- Dataset rows:

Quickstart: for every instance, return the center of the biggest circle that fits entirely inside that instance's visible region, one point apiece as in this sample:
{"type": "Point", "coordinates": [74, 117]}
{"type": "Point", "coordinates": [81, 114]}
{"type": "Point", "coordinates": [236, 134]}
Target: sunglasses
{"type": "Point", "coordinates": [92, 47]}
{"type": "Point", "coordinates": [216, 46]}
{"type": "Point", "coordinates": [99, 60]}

- Requirements:
Every entry must be output again, exactly as written above.

- Answer:
Quickstart: for every instance, return the center of the biggest circle that fits entirely inside that instance's visible region, one point apiece as in this sample:
{"type": "Point", "coordinates": [74, 117]}
{"type": "Point", "coordinates": [81, 114]}
{"type": "Point", "coordinates": [236, 134]}
Target: sunglasses
{"type": "Point", "coordinates": [92, 47]}
{"type": "Point", "coordinates": [216, 46]}
{"type": "Point", "coordinates": [99, 60]}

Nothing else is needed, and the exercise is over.